[Opening SOURCE DOCUMENT section]
The true story behind the huge August utility bill

From the Publisher Jay Nolan
From the Publisher
Jay Nolan

Have you opened your utility bill yet? Odds are, it will be a real shocker.

It almost makes me wish I worked for a tabloid or some Internet blog instead of a respectable newspaper. Those folks could write something silly and catchy like: “Local hospital ER is filled with heart attack patients, as citizens open their August utility bill” or ‘Rumors flying around the courthouse: No one will get re-elected’ because “everything is the government’s fault and utility bills are up 20%.” 

While fun to read, and write, that is simply not true.

Since I do work for a respectable community newspaper, we will only put something in print or online that is true.  To discover the truth, I did some foot work and research. Why do so many of us have higher utility bills?

As it turns out, there are three reasons, according to Barbourville Utility Commission manager Josh Callahan. First and foremost is the temperature. August was a very hot month. Lots of daytime highs went well into the 90’s and many think this August was more hot and humid than even August last year. “Power usage was up about 20%” Josh tells me. Secondly, BUC customers had 5 extra days on this invoice. While they aim for a 30-day billing cycle every month, sometimes due to holidays, weekends and such, the actual days in each billing cycle change. It could range from a low of 28 to this months high of 35. Those 5 extra days add 17% to your bill right off the bat.
[Closing SOURCE DOCUMENT section]
* **WHAT YOU SHOULD DO**: Resume the publisher's column about the high August utility bill, picking up right after its last sentence.
[Opening DATA section]
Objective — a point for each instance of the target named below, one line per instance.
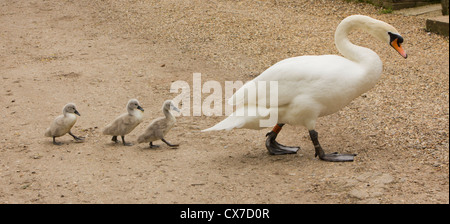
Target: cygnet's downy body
(63, 123)
(159, 127)
(126, 122)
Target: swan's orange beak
(397, 46)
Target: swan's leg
(55, 142)
(125, 143)
(76, 137)
(114, 139)
(276, 148)
(333, 157)
(168, 143)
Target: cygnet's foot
(336, 157)
(276, 148)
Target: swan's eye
(394, 36)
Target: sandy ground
(98, 54)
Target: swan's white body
(313, 86)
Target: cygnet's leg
(153, 146)
(333, 157)
(114, 139)
(76, 137)
(55, 142)
(168, 143)
(125, 143)
(276, 148)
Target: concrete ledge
(438, 25)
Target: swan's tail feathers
(227, 124)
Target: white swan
(313, 86)
(125, 123)
(159, 127)
(63, 123)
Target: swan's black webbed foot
(55, 142)
(332, 157)
(77, 138)
(276, 148)
(114, 139)
(169, 144)
(125, 143)
(153, 146)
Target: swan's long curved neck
(358, 54)
(167, 114)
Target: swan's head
(134, 104)
(387, 34)
(168, 105)
(70, 108)
(395, 40)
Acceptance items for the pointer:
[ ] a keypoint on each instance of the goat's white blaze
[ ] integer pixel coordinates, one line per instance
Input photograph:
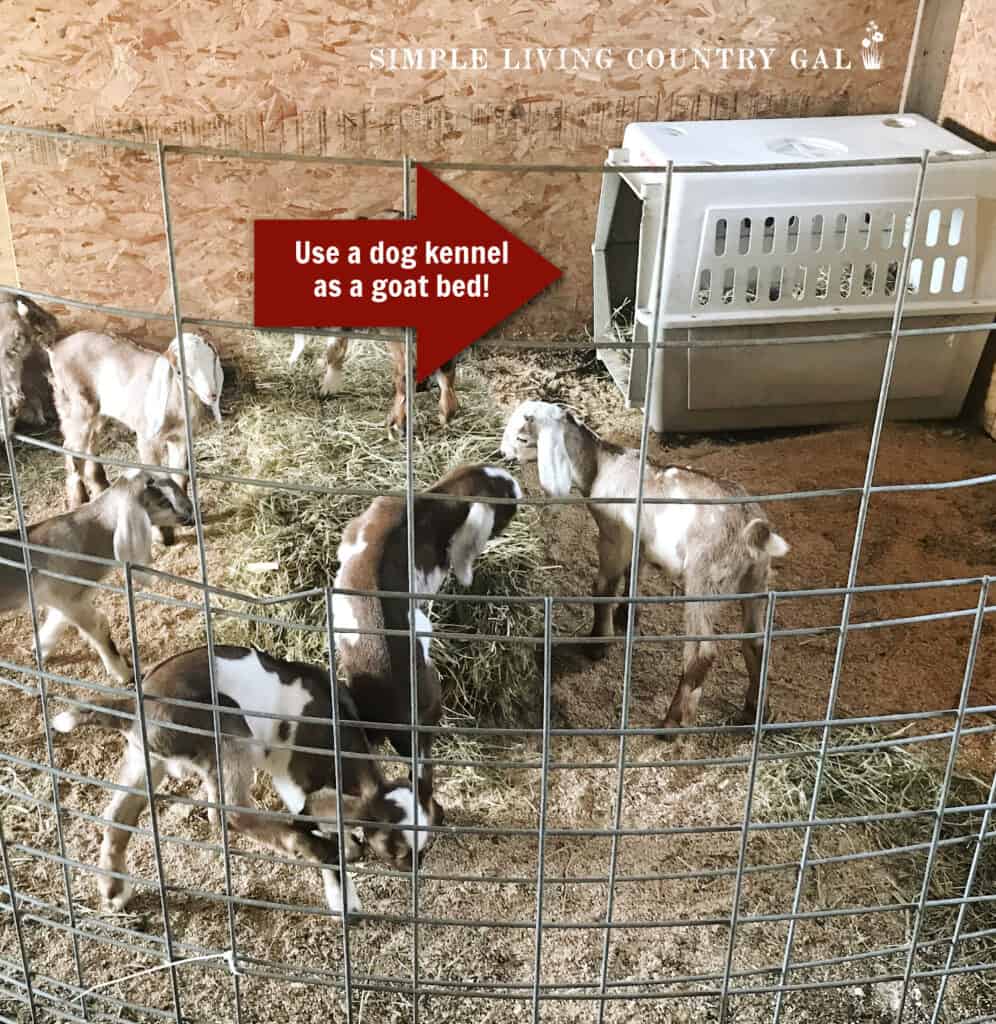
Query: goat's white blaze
(503, 474)
(423, 625)
(334, 893)
(519, 438)
(777, 546)
(403, 797)
(300, 340)
(344, 617)
(429, 583)
(65, 721)
(343, 606)
(204, 372)
(293, 796)
(470, 540)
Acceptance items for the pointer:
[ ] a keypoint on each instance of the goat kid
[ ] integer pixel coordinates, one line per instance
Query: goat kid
(299, 756)
(24, 327)
(709, 549)
(96, 378)
(373, 555)
(331, 383)
(119, 525)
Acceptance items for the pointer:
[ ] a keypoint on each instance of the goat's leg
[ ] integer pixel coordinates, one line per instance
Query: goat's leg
(620, 616)
(613, 560)
(176, 459)
(396, 418)
(448, 403)
(698, 657)
(335, 357)
(51, 632)
(753, 622)
(171, 454)
(124, 809)
(300, 841)
(94, 627)
(78, 436)
(96, 477)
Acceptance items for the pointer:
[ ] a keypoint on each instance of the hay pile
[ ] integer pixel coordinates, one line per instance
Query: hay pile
(878, 782)
(287, 541)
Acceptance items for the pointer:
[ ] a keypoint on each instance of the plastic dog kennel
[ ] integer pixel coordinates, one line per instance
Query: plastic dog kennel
(765, 257)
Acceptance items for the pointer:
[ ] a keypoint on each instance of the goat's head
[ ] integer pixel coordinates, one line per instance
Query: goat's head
(204, 373)
(395, 842)
(535, 431)
(39, 325)
(483, 520)
(146, 500)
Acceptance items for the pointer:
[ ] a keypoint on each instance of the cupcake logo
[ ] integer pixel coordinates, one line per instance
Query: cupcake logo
(871, 47)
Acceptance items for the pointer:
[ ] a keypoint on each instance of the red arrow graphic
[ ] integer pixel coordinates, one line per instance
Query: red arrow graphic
(451, 273)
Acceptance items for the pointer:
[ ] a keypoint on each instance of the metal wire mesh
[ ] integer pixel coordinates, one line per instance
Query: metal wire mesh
(923, 966)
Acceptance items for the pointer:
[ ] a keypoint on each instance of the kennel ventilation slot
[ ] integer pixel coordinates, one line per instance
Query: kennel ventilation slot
(768, 256)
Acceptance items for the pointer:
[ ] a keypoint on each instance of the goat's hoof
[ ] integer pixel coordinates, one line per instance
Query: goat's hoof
(123, 673)
(620, 621)
(595, 651)
(331, 383)
(667, 736)
(116, 894)
(748, 716)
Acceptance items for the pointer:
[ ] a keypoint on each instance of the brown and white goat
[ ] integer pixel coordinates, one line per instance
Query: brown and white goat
(373, 555)
(711, 550)
(25, 329)
(331, 383)
(96, 377)
(116, 525)
(299, 756)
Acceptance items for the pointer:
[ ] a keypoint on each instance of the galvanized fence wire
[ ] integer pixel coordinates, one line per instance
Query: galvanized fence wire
(46, 997)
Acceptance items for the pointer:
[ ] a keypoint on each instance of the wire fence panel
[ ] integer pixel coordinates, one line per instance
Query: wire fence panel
(594, 864)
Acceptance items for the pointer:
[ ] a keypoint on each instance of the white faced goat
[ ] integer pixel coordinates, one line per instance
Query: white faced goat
(709, 549)
(96, 377)
(24, 327)
(297, 755)
(116, 525)
(373, 555)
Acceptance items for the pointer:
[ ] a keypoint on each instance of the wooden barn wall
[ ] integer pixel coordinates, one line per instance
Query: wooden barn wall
(293, 77)
(968, 97)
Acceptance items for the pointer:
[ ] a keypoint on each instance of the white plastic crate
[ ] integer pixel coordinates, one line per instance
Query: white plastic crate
(768, 256)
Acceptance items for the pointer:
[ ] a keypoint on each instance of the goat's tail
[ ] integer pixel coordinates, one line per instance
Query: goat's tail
(759, 536)
(105, 714)
(300, 340)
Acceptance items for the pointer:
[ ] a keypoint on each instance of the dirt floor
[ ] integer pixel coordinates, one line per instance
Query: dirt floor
(665, 960)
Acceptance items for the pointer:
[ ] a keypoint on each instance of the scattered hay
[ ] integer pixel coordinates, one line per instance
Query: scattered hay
(877, 782)
(288, 541)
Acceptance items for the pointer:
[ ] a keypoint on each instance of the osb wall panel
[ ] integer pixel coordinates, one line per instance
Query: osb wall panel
(294, 77)
(968, 96)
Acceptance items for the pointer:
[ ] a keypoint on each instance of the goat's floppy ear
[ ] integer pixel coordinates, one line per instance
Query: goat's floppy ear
(133, 534)
(470, 541)
(553, 463)
(158, 396)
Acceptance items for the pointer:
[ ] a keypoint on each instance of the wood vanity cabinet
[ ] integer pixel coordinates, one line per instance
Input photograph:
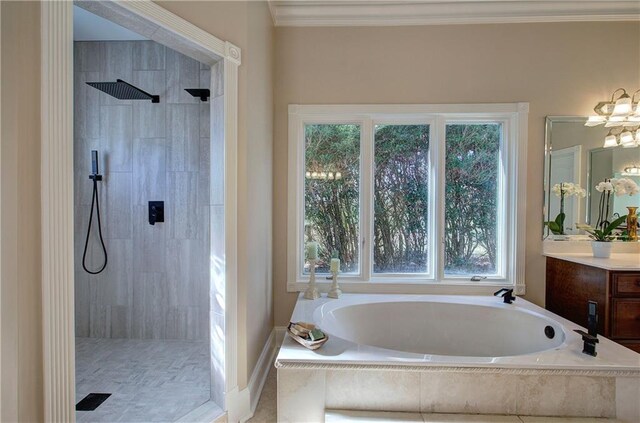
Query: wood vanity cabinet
(570, 285)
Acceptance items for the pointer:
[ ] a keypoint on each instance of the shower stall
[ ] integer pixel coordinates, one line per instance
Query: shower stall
(144, 208)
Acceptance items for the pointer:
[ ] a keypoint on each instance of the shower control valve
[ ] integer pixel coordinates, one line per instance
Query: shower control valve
(156, 212)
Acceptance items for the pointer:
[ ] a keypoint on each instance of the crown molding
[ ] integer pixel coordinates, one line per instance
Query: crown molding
(446, 12)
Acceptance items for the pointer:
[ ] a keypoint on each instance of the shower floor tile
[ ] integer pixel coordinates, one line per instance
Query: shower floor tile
(150, 380)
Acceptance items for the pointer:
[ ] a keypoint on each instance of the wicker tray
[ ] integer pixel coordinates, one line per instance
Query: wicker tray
(312, 345)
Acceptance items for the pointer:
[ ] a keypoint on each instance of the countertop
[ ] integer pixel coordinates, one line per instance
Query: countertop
(617, 261)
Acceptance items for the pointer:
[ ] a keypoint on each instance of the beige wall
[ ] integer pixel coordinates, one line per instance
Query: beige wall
(560, 69)
(249, 26)
(21, 366)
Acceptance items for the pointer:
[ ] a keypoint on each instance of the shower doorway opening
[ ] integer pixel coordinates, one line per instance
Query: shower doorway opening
(155, 328)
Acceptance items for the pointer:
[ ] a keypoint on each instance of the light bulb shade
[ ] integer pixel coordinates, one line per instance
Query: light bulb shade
[Closing DATA section]
* **THE ANSWER**:
Third, Kentucky Utilities adjusts their wholesale energy cost to BUC and others each July. The last few years it was a small 2-3% increase. This July, KU raised the wholesale rate 11%! So, the PCA item on your BUC bill went up by about one-half cent, or approximately 7% on each bill.   All 3 combined hit our pocketbooks really hard.

No one likes higher bills. But after having our air conditioner go out at the Advocate for 3 weeks this summer, I for one certainly appreciate having air conditioning!

I think having the truth, and also having 30 days or less in the next billing cycle, is welcome news. What do you think?